_Directions_:
Omit any picture, and return the remaining data exactly as written.

== == ==

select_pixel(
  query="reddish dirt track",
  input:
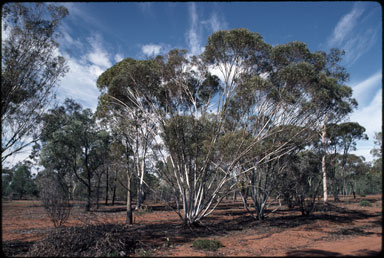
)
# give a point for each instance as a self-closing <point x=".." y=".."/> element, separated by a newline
<point x="344" y="229"/>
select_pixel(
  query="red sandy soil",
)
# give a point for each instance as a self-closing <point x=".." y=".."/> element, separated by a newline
<point x="344" y="229"/>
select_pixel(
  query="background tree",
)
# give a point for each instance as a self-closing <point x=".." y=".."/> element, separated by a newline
<point x="22" y="183"/>
<point x="71" y="146"/>
<point x="343" y="137"/>
<point x="55" y="197"/>
<point x="30" y="70"/>
<point x="262" y="91"/>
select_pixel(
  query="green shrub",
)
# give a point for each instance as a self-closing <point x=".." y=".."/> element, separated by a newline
<point x="365" y="203"/>
<point x="207" y="244"/>
<point x="144" y="253"/>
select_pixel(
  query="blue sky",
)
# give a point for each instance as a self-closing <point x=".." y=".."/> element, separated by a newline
<point x="97" y="35"/>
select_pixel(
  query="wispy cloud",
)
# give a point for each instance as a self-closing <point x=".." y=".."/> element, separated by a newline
<point x="98" y="56"/>
<point x="194" y="32"/>
<point x="345" y="26"/>
<point x="349" y="35"/>
<point x="118" y="57"/>
<point x="151" y="49"/>
<point x="370" y="117"/>
<point x="80" y="82"/>
<point x="198" y="26"/>
<point x="146" y="8"/>
<point x="363" y="91"/>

== == ==

_Result of the task_:
select_pixel(
  query="reddish dirt track",
  input:
)
# give a point for each instance as a self-closing <point x=".." y=".."/> element, separated by a newline
<point x="344" y="229"/>
select_pixel(
  query="red sandy soil",
)
# give a point for each instance as a self-closing <point x=".." y=".."/> element, separated by a newline
<point x="344" y="229"/>
select_pixel(
  query="background tree",
)
# give a point for each instance as a self-closing <point x=".." y=".."/> element, separated by a newline
<point x="22" y="183"/>
<point x="71" y="146"/>
<point x="343" y="137"/>
<point x="55" y="197"/>
<point x="30" y="70"/>
<point x="262" y="91"/>
select_pixel(
  query="green shrub",
)
# give a point for each instance as a self-closing <point x=".." y=".."/> element, separated by a newline
<point x="365" y="203"/>
<point x="207" y="244"/>
<point x="144" y="253"/>
select_pixel(
  query="blue sky",
)
# give a point for each instance as a self-closing <point x=".." y=".."/> element, separated by a newline
<point x="97" y="35"/>
select_pixel(
  query="wispy cloud",
)
# give a point for each instance as a self-closing <point x=".." y=".."/> element, separated by a newline
<point x="98" y="56"/>
<point x="194" y="32"/>
<point x="345" y="26"/>
<point x="349" y="35"/>
<point x="118" y="57"/>
<point x="151" y="49"/>
<point x="370" y="117"/>
<point x="80" y="82"/>
<point x="198" y="26"/>
<point x="146" y="8"/>
<point x="363" y="91"/>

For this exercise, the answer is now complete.